> **Short problem 1**: According to the text on enforced disappearances in Turkmenistan, in what year was the International Week of the Disappeared launched?

>> Begin Text block

Turkmenistan: Time to End Enforced Disappearances
On the International Week of the Disappeared, the “Prove They Are Alive!” campaign reiterates its call to the government of Turkmenistan to shed light on the fate of dozens who have been imprisoned without any contact with the outside world for almost 15 years
Every year, the International Week of the Disappeared is commemorated worldwide. This initiative, launched in 1981 by Latin American NGOs, aims at reminding the world public opinion that enforced disappearances continues to be a widespread phenomenon.
There could not be a more appropriate time to reflect on the fate and suffering of many dozens of forcibly disappeared people in Turkmenistan’s prison system. These people are serving long-term sentences under different charges. They endure torture and inhumane and cruel conditions in medieval-type prisons. In most cases, their convictions were a result of unfair and politically motivated trials. Their families have had no information or contact about them since their imprisonment, for periods going up to 15 years. The crime of enforced disappearance is not a matter of the past; it continues today. It is an important moment to reflect about the pain this injustice has caused these individuals and their families. But it is not enough to reflect.
The human rights campaign “Prove They Are Alive!” reiterates its strong call to the government of Turkmenistan to restore the rights of the forcibly disappeared and their families and to immediately halt the practice of enforced disappearances. The government of Turkmenistan should inform the relatives of the disappeared of their fate and whereabouts and allow them access to their loved ones, lawyers, and international monitors without further delay.

>> End Text block
>> Begin Input records

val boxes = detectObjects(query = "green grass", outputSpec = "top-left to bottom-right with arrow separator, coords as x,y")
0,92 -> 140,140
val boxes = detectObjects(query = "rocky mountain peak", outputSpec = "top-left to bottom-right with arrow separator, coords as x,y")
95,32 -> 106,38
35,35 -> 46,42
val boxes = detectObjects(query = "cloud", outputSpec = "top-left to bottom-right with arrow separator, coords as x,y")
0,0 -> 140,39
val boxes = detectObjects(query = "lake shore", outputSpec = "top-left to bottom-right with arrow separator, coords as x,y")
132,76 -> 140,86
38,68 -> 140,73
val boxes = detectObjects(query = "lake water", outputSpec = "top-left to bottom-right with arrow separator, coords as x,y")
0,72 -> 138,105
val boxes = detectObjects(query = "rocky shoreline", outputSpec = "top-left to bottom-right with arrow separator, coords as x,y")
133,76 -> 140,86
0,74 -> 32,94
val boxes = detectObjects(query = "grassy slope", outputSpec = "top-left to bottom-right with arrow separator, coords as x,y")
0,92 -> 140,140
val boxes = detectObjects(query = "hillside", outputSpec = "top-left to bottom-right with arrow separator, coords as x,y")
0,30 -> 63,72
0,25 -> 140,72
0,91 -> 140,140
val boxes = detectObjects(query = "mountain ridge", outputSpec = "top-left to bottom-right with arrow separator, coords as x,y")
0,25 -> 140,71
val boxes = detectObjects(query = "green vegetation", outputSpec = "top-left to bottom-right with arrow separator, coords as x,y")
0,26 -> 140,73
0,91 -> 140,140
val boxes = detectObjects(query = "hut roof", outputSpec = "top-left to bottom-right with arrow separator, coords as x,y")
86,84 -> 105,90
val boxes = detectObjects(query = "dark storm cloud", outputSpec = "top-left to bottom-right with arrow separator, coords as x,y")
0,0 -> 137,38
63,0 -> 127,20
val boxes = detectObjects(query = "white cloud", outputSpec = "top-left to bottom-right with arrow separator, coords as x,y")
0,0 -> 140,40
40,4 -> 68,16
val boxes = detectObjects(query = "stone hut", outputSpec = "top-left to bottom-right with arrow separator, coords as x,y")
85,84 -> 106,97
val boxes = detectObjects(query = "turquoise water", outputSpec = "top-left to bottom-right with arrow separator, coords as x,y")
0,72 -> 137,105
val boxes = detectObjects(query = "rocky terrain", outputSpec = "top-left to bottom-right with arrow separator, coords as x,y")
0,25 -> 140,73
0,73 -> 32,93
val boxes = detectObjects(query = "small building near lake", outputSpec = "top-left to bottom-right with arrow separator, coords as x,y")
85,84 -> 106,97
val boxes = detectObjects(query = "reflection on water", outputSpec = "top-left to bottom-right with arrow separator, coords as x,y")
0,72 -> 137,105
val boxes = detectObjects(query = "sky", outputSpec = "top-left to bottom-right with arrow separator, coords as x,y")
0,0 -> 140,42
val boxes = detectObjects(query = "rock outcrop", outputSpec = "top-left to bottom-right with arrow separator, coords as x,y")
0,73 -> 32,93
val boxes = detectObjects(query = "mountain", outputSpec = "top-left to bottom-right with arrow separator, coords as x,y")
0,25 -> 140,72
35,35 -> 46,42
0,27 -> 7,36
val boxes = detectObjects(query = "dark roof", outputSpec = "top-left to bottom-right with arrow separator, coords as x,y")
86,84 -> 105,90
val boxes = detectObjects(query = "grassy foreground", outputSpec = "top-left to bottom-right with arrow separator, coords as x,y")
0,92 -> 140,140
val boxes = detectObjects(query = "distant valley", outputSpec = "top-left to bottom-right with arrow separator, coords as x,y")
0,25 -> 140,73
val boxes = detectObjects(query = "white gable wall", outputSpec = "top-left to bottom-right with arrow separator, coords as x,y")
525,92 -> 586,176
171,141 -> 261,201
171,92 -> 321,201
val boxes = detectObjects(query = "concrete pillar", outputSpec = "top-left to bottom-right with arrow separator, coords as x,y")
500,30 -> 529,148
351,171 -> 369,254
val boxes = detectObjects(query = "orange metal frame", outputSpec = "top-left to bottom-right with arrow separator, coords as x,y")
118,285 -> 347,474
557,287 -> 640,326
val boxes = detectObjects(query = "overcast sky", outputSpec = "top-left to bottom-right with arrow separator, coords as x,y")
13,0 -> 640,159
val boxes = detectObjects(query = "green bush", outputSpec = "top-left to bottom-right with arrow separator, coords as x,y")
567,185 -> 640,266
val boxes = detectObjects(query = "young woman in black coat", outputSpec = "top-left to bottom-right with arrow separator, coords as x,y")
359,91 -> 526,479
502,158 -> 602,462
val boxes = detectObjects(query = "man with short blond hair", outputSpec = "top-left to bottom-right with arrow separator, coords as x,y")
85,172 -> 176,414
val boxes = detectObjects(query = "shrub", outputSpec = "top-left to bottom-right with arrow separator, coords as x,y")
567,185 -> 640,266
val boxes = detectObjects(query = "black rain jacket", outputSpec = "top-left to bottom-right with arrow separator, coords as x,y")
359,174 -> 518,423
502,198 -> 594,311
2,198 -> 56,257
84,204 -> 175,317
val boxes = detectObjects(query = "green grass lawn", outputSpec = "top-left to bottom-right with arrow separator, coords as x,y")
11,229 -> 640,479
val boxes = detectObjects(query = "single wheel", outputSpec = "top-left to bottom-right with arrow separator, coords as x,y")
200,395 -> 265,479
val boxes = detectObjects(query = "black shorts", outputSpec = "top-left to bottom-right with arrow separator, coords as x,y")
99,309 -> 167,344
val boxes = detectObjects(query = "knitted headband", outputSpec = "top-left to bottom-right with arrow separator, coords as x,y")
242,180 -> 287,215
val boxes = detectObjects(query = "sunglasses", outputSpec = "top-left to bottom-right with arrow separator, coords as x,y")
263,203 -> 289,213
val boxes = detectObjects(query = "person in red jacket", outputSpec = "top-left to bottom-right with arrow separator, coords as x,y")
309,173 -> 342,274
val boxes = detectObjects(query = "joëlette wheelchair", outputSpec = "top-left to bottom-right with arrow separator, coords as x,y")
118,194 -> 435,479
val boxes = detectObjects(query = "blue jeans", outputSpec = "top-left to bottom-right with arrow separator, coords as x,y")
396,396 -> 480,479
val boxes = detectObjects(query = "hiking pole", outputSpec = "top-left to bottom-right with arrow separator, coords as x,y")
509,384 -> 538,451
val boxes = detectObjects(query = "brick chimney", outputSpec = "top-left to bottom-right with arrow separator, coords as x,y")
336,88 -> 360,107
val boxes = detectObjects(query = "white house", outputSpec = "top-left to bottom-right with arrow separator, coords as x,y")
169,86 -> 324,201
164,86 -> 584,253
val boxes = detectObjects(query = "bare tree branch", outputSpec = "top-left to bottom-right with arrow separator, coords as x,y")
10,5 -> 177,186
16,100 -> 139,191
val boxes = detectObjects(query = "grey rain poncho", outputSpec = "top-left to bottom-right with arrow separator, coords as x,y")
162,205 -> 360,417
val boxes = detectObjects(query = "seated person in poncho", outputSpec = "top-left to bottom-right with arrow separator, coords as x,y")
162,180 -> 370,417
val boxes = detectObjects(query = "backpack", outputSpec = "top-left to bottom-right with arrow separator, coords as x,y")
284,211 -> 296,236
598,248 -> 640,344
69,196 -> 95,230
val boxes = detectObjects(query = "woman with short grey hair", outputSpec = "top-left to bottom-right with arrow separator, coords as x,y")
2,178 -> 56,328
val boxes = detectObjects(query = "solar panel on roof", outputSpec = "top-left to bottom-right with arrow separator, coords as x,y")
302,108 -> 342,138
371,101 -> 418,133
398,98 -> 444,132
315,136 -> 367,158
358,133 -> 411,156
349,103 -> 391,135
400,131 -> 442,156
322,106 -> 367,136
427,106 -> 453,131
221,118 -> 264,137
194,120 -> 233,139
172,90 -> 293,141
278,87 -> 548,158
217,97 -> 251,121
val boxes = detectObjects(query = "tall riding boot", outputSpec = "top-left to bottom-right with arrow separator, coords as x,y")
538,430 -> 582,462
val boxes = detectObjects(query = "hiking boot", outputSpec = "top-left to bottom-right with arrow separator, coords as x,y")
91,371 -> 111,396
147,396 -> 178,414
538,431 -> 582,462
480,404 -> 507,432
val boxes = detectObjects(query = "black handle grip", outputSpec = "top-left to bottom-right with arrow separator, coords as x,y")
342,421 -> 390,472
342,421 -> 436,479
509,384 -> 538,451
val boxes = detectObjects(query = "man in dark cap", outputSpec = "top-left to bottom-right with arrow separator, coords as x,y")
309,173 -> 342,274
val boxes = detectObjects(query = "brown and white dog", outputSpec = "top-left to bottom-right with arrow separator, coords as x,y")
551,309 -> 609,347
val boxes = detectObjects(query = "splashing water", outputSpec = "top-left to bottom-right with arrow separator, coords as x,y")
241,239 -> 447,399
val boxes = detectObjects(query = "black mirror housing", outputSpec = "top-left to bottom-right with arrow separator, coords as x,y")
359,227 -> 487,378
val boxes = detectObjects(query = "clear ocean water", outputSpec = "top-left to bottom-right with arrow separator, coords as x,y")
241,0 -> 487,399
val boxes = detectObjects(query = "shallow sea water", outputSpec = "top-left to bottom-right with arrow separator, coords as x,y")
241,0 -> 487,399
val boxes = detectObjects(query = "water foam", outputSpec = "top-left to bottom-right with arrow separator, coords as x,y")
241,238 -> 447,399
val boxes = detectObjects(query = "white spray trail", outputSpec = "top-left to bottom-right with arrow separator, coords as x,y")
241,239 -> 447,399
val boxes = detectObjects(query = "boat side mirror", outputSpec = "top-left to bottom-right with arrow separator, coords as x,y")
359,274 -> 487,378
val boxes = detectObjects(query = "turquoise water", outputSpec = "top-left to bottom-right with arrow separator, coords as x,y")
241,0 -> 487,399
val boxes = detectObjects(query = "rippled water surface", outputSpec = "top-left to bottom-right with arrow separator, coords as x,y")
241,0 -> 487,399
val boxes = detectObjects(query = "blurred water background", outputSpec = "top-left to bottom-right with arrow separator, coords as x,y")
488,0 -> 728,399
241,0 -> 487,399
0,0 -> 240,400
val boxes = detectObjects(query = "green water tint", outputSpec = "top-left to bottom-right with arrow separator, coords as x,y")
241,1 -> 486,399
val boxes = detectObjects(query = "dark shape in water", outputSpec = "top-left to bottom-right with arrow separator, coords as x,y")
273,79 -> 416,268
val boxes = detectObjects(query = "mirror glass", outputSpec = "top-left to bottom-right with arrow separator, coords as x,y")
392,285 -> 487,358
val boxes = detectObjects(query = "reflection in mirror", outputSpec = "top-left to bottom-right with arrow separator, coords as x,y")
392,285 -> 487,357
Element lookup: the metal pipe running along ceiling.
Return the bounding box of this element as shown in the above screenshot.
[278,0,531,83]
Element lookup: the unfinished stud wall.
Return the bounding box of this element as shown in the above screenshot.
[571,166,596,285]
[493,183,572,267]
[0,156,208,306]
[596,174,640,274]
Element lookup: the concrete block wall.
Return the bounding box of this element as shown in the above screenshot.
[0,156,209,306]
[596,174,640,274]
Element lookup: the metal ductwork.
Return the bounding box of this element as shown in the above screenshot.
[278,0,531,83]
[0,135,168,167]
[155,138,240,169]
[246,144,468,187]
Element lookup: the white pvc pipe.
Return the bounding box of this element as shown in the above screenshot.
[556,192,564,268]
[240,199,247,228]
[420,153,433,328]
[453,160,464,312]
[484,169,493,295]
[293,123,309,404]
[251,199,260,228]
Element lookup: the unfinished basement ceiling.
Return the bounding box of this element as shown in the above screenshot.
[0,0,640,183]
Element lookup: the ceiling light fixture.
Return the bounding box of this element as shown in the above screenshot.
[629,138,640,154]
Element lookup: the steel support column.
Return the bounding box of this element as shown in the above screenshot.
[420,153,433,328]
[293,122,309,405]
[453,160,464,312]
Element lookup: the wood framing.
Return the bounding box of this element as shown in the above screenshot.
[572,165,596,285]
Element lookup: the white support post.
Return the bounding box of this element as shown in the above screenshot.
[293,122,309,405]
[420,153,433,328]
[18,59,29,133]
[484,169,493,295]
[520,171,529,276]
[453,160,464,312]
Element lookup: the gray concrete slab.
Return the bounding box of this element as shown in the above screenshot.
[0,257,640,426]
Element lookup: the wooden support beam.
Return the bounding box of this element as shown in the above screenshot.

>> End Input records

> **Short problem 2**: Print the lines of the listing verbatim, starting with its first line and going on through the line that contains "0,0 -> 140,39", with both of those lines included.

> **Task answer 1**: 1981

> **Task answer 2**:
val boxes = detectObjects(query = "green grass", outputSpec = "top-left to bottom-right with arrow separator, coords as x,y")
0,92 -> 140,140
val boxes = detectObjects(query = "rocky mountain peak", outputSpec = "top-left to bottom-right with arrow separator, coords as x,y")
95,32 -> 106,38
35,35 -> 46,42
val boxes = detectObjects(query = "cloud", outputSpec = "top-left to bottom-right with arrow separator, coords as x,y")
0,0 -> 140,39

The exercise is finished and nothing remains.